[Start]
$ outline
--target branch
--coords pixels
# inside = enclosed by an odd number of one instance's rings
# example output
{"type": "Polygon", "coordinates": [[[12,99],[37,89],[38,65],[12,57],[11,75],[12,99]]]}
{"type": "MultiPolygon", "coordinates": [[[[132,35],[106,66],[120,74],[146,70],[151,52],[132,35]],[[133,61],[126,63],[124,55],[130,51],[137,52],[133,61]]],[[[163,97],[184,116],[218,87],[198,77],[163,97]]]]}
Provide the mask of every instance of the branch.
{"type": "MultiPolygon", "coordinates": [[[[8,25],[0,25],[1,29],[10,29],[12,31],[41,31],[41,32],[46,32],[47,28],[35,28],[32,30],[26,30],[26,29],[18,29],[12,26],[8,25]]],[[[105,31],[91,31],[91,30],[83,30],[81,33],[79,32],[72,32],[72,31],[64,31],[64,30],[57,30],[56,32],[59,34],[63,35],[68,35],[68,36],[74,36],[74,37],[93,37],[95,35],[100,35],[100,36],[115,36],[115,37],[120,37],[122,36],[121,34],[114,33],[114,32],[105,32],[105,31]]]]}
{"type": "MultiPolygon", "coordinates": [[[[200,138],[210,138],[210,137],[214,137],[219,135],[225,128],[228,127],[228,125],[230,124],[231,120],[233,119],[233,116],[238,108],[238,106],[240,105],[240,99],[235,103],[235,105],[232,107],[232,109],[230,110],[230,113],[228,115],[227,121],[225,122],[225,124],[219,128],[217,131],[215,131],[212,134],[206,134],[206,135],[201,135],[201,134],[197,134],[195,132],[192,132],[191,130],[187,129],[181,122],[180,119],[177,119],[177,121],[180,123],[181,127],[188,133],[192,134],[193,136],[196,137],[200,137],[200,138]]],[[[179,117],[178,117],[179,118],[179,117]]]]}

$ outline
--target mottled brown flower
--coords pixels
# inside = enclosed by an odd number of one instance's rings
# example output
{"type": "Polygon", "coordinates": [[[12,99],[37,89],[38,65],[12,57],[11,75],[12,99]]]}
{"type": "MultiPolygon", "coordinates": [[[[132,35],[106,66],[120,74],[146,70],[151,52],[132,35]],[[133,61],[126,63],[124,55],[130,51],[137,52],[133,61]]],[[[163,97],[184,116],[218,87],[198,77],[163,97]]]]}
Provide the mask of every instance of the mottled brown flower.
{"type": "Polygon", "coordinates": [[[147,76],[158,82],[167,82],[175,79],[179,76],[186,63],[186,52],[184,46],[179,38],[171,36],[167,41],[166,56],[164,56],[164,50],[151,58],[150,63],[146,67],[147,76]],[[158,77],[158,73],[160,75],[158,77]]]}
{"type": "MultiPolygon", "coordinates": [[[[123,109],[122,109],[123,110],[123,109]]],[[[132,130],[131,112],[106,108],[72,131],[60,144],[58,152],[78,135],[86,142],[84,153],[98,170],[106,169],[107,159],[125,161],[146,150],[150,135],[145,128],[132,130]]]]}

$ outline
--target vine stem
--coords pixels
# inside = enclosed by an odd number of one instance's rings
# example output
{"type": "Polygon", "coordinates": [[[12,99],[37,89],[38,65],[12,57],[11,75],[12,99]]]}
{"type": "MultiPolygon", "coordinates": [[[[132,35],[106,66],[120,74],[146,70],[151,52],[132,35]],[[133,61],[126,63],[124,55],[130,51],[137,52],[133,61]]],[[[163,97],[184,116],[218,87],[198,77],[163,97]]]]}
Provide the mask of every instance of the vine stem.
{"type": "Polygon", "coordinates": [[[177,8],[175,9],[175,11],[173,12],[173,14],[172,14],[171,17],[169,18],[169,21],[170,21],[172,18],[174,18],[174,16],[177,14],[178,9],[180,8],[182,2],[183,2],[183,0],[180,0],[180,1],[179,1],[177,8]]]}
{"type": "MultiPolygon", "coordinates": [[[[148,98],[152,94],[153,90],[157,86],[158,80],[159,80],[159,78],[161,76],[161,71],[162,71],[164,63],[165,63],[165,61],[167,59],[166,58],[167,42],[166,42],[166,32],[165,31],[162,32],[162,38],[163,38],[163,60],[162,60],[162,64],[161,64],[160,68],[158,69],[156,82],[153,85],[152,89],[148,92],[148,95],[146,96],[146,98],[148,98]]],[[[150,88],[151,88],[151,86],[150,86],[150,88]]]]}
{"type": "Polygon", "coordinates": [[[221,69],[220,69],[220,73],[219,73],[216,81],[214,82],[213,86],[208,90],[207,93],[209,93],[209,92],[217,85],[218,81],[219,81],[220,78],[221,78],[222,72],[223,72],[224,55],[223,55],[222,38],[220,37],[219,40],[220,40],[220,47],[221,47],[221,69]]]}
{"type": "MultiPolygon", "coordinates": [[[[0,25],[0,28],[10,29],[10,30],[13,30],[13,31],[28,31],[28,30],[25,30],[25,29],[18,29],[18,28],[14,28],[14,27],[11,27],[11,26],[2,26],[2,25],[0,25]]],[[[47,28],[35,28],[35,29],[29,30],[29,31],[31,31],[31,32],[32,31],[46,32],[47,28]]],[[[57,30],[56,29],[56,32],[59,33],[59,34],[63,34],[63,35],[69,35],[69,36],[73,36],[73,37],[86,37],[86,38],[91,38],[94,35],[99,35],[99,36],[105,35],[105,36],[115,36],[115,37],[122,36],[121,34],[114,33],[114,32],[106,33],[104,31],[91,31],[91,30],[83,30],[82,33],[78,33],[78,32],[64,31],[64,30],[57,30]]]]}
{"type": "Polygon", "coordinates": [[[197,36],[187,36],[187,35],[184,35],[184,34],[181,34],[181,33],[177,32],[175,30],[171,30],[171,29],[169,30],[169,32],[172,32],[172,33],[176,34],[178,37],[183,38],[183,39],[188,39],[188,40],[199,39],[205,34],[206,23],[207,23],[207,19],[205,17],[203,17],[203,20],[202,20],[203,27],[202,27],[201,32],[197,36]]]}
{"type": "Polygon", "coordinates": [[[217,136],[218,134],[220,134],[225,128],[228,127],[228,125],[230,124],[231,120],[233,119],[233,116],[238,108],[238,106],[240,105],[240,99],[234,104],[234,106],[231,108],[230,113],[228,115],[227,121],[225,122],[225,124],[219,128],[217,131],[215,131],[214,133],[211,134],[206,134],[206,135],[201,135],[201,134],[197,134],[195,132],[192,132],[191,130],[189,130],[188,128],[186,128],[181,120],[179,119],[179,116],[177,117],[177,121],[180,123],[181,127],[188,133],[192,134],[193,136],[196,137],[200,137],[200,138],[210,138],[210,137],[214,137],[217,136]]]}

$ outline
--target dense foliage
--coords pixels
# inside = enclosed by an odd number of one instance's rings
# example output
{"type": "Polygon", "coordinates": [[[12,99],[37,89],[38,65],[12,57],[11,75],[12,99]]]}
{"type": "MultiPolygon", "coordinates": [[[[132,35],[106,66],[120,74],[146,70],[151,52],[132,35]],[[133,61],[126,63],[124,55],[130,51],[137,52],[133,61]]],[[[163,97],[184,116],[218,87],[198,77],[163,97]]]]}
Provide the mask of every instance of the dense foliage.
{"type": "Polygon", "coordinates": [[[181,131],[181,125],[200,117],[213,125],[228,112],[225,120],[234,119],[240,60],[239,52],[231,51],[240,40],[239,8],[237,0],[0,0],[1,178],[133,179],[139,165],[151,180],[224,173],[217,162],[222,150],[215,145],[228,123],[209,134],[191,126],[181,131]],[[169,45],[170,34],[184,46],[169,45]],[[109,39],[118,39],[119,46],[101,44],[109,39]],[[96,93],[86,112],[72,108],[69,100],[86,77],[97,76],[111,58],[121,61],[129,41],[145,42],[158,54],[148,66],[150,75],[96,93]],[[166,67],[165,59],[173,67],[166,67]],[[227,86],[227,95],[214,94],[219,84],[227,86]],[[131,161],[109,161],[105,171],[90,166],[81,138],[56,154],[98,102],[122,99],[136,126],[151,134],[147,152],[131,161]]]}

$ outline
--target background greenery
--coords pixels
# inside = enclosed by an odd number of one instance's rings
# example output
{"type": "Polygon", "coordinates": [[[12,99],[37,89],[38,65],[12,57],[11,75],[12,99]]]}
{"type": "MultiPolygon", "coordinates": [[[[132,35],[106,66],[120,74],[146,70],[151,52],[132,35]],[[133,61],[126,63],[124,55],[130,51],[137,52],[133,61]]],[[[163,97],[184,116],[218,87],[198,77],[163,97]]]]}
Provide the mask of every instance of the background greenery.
[End]
» **GOAL**: Pull out every line of the listing above that contains the string "vine". Case counts.

» **OUTPUT**:
--target vine stem
Provide the mask of every instance of the vine stem.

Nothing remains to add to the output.